**Problem to solve**
Report how many lines in the rows below contain the string "shirt", counting case-sensitively. Give only the number.

-- start of Records for the exercise --

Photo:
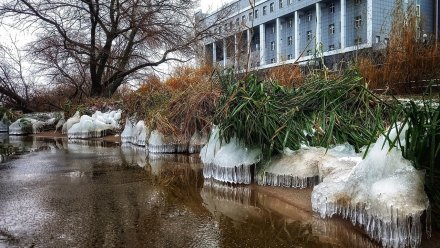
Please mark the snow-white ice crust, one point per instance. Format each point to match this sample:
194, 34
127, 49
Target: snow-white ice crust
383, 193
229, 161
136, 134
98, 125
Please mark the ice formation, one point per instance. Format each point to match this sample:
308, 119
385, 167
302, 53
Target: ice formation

-- end of Records for the exercise --
-- start of Records for the exercise --

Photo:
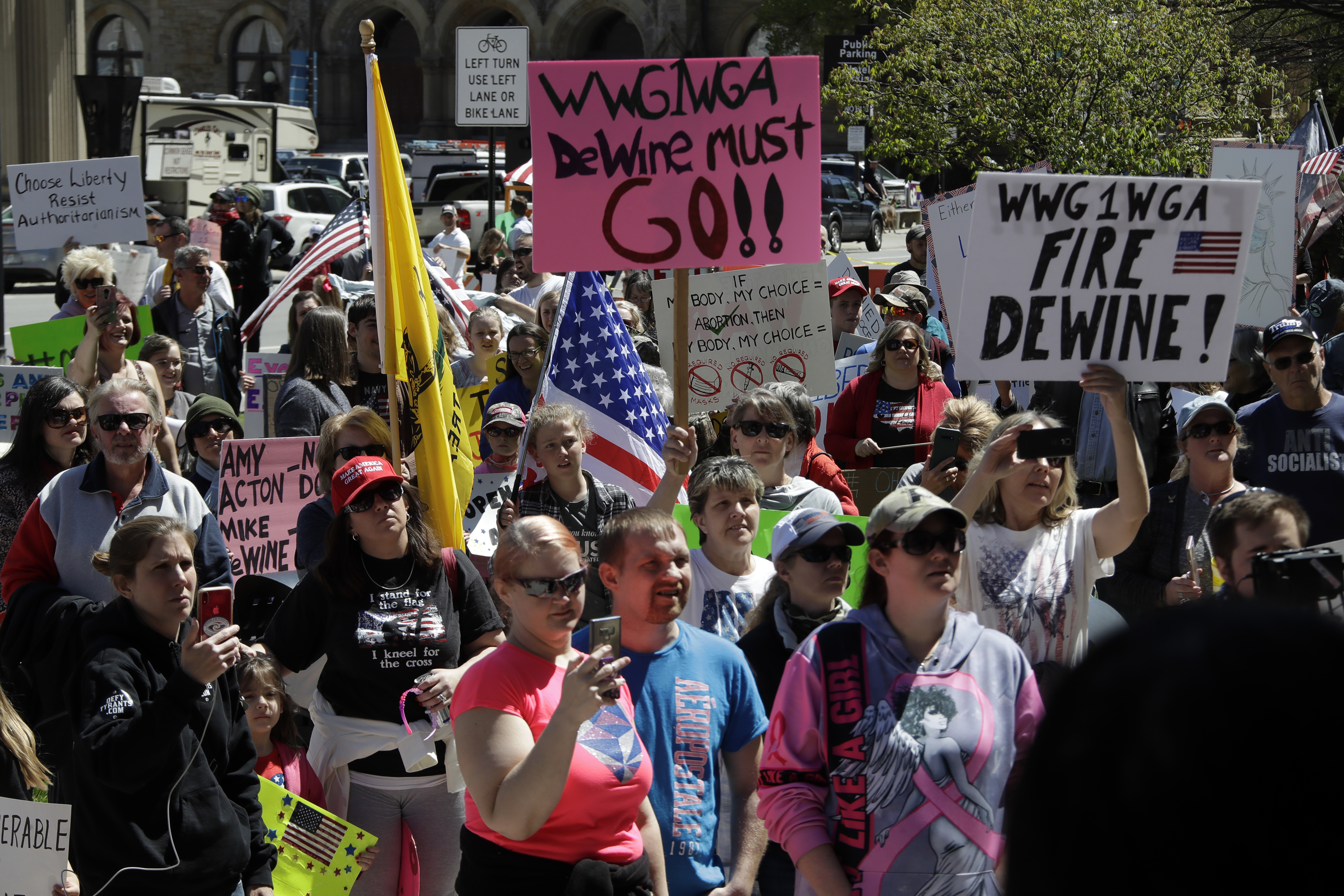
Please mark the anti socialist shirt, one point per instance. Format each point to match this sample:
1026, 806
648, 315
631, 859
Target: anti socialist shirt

-- end of Records for the exercise --

**Solution to this task**
2